**Passage**

In a research experiment done by Yuiqing Peng and co. at Columbia University, mice were used to analyze if each taste has a distinct cortical field in the brain, basically wondering if the different tastes have their own section of the cerebral cortex where they’re interpreted. They determined the location of the sweet and bitter sections/corticals in the brain of the mice and activated those areas with injections. As a result, the “observations demonstrate that neurons in the sweet and bitter cortical fields drive attractive and aversive responses, respectively” (Peng Y 2015). This experiment essentially confirms the connection of the taste receptor cells in the tongue to the limbic system and cerebral cortex of the brain, since the mice who had the sweet cortical activated showed behavioral attraction while the mice with the bitter cortical activated had behavioral avoidance (Peng Y 2015).
It is so fascinating to learn about how complex our senses are, not only taste, but sight, smell, touch, and hearing as well. They each use completely different neurological pathways to the brain, different parts of the brain, and have completely different functions, but still manage to be so intertwined with each other. For example, our perception of taste can be easily influenced by smell as well. To connect back to the milk bread my sister and I made a few weeks ago, it is interesting to now know how these amazing memories are being made just from the simple foods we eat!
Bowen, Richard. “Vivo Pathophysiology .” Physiology of Taste, Colorado State, 2008. www.vivo.colostate.edu/hbooks/pathphys/digestion/pregastric/taste.html.
Murray, Marjorie A. “Our Chemical Senses: 2. Taste.” Experiment: How Taste and Smell Work Together, 2010. faculty.washington.edu/chudler/taste.html.

**Required action 1**
Summarize the passage on taste and the brain in two sentences.
**Required action 2**
Rewrite the passage on taste and the brain starting with "It is so fascinating" and going on through "foods we eat!", with "fascinating" changed to "remarkable".
**Required action 3**
Carry on the text about taste and the brain, beginning after its last line.

**Extracted material**
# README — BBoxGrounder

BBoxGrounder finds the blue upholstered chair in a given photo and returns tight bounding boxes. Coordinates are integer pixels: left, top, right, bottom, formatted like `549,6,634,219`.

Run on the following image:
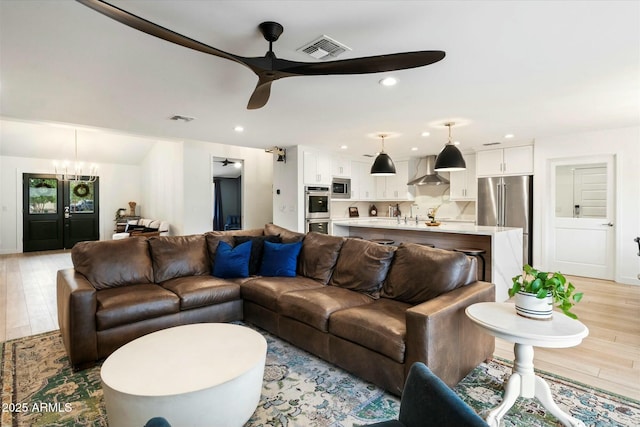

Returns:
370,362,488,427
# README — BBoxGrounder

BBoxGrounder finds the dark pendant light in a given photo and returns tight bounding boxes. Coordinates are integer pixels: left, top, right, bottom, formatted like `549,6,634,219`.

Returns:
371,135,396,176
434,122,467,172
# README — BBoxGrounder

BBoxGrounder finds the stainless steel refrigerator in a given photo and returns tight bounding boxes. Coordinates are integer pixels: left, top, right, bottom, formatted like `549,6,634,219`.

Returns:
477,176,533,264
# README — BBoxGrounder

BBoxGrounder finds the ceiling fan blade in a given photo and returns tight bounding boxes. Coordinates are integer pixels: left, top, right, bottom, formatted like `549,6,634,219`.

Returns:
274,50,445,76
247,77,273,110
76,0,251,68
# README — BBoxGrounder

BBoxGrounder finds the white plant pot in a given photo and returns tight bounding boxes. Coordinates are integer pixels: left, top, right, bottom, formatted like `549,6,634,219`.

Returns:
515,291,553,320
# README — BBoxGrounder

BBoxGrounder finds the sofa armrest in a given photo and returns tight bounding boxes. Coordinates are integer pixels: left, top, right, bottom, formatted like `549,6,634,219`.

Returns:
56,268,98,367
405,281,495,387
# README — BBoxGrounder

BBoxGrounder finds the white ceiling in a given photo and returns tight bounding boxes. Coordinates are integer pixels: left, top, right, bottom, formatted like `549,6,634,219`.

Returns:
0,0,640,163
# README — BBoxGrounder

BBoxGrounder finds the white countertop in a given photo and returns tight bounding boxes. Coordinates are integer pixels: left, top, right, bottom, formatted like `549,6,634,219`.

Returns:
333,218,522,236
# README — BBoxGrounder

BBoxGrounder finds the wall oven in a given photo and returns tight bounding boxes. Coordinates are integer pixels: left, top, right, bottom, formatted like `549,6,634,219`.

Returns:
305,219,329,234
331,178,351,199
304,187,331,220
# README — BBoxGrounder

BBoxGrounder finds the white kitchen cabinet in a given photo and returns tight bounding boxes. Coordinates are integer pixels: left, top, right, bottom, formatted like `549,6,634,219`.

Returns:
449,154,478,201
476,145,533,176
375,160,413,200
302,150,331,186
331,156,352,178
351,161,376,200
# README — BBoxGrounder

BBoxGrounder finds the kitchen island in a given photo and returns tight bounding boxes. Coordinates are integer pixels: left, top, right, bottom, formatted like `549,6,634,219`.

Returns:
332,218,523,302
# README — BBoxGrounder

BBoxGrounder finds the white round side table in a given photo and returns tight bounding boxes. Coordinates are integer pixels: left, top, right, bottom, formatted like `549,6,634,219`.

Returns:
465,302,589,427
100,323,267,427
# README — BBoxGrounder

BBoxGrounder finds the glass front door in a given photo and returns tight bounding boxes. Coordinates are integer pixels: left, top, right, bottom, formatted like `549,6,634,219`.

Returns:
23,173,100,252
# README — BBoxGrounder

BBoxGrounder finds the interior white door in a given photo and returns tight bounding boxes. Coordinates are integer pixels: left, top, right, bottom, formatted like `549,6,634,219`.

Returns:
549,156,615,280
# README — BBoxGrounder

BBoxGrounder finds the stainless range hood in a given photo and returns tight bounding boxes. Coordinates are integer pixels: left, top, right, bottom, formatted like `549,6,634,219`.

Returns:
407,155,449,185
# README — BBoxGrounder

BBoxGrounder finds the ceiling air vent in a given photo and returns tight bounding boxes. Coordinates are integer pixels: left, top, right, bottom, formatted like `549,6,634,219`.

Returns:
169,114,195,123
298,35,351,59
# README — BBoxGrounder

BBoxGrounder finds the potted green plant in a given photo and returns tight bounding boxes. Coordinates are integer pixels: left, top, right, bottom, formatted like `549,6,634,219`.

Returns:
509,264,583,319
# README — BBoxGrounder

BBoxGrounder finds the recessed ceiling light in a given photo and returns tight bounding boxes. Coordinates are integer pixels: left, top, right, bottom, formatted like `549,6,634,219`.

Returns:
169,114,195,123
379,77,398,86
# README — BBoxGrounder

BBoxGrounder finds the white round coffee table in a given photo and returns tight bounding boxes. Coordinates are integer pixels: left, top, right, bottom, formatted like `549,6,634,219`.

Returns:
100,323,267,427
465,302,589,427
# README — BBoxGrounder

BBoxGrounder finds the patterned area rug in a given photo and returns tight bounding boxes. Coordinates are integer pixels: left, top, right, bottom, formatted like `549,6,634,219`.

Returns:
0,331,640,427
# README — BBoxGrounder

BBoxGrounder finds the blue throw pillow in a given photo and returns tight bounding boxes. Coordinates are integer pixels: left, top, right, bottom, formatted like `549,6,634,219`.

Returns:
213,241,251,279
260,241,302,277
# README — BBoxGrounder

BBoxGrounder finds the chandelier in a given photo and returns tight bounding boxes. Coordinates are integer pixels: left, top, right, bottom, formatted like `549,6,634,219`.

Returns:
53,129,98,182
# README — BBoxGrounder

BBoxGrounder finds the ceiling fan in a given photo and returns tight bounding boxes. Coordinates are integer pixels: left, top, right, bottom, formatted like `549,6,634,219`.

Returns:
76,0,445,110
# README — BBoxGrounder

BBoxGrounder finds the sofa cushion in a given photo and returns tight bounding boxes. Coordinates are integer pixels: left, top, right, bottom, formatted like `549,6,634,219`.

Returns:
71,239,153,289
206,228,264,239
298,231,346,285
204,232,235,261
233,236,282,276
162,276,240,310
329,239,396,298
213,240,253,279
259,242,302,277
240,276,324,312
96,284,180,331
148,234,211,283
264,224,304,243
278,286,373,332
329,298,411,363
382,243,475,304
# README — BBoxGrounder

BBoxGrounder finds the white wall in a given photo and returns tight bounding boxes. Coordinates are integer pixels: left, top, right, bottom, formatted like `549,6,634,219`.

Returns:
140,141,184,235
273,147,305,231
0,156,141,253
176,141,273,235
533,127,640,285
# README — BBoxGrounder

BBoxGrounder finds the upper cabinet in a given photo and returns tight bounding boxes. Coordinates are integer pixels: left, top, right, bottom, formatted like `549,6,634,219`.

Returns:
351,161,376,200
449,150,476,201
331,157,352,178
476,145,533,176
375,160,413,200
302,149,331,186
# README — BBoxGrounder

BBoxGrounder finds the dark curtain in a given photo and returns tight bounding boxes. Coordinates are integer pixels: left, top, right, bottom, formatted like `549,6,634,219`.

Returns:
213,178,224,231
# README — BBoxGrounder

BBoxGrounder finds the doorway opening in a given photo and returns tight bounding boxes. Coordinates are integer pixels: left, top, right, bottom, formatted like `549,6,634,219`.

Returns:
213,157,244,231
548,156,616,280
22,173,100,252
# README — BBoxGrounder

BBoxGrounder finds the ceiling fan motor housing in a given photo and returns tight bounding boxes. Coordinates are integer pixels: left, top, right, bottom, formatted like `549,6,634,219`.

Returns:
259,21,284,42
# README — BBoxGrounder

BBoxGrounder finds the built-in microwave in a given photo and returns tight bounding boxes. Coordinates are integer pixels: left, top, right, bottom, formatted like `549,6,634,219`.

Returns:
306,219,329,234
331,178,351,199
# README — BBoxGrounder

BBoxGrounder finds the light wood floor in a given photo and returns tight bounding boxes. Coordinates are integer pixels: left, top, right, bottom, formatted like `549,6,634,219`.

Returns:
0,251,640,400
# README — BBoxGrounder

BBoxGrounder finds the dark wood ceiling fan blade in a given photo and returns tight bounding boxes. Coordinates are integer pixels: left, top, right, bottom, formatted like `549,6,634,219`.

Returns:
274,50,446,76
76,0,245,68
247,78,273,110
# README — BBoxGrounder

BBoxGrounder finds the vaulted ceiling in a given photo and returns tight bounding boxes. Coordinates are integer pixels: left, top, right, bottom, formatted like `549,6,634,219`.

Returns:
0,0,640,164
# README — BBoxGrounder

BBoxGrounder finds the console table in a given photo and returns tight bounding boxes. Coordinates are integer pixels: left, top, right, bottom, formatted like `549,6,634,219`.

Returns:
465,302,589,427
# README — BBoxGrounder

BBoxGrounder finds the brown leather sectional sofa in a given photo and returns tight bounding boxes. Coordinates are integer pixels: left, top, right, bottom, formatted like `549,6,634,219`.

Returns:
57,224,495,395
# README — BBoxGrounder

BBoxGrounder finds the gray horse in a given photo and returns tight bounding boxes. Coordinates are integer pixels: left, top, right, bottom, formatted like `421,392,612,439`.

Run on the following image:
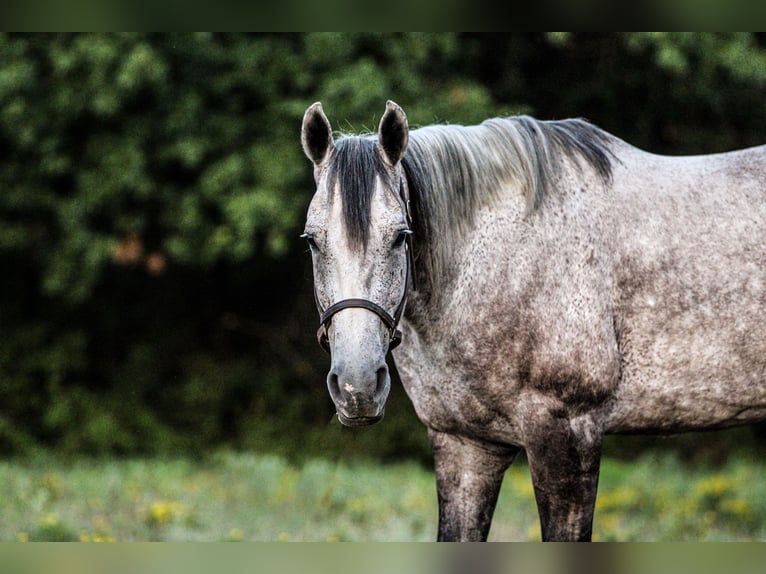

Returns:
301,102,766,540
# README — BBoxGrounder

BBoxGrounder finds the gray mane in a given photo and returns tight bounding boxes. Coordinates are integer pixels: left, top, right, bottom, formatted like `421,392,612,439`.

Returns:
329,116,614,296
402,116,614,292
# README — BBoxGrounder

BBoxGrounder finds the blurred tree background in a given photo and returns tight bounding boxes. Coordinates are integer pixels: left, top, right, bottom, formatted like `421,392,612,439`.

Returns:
0,32,766,459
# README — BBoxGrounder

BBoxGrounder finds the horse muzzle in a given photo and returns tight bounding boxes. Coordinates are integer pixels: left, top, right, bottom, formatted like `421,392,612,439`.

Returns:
327,363,391,427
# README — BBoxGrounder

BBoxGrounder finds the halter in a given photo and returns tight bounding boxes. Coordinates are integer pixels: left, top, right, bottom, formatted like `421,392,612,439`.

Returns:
314,178,414,353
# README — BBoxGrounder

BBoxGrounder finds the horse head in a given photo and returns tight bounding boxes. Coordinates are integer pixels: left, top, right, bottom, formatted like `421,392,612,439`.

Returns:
301,101,412,426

**Exercise result 1**
In a Columbia University experiment, Yuiqing Peng and colleagues located the sweet and bitter cortical fields in the brains of mice and activated them, finding that the sweet field drove attraction and the bitter field drove avoidance. The passage says this confirms the link between taste receptor cells in the tongue and the limbic system and cerebral cortex, and it notes that the senses use different pathways and parts of the brain yet stay intertwined, as when smell influences taste.

**Exercise result 2**
It is so remarkable to learn about how complex our senses are, not only taste, but sight, smell, touch, and hearing as well. They each use completely different neurological pathways to the brain, different parts of the brain, and have completely different functions, but still manage to be so intertwined with each other. For example, our perception of taste can be easily influenced by smell as well. To connect back to the milk bread my sister and I made a few weeks ago, it is interesting to now know how these amazing memories are being made just from the simple foods we eat!

**Exercise result 3**
Peng Y, Gillis-Smith S, Jin H, Tränkner D, Ryba NJ, Zuker CS. Sweet and bitter taste in the brain of awake behaving animals. Nature. 2015 Nov 26;527(7579):512-5. doi: 10.1038/nature15763. Epub 2015 Nov 18. PMID: 26580015; PMCID: PMC4712381.
Hi Andrea! This was really wonderfully written with great detail. I think it was great how you introduced the blog post with more common ideas that people would know. This helped set a foundation for the rest of your post. An area of improvement would be trying to make it a bit easier to follow. There were a lot of specific terms and vocabulary that was necessary to understand this piece and you generally did a good job of explaining it. I did, however, get lost a bit with the new terms and ways the signals are sent to the brain and how they are received. I’m not sure if it is just me who doesn’t understand it well, but overall you did a great job with this blog post 🙂 !
I really loved your post and I think is so detailed but easy to follow! I’ve met a couple of people who completely impaired their taste. and one of them was actually because she lost her olfactory nerve and couldn’t get her taste to be the same. it was very interesting to understand the path to be able to taste and see what might be affected for my friends. Also, it looks like you did an amazing job with the milk bread!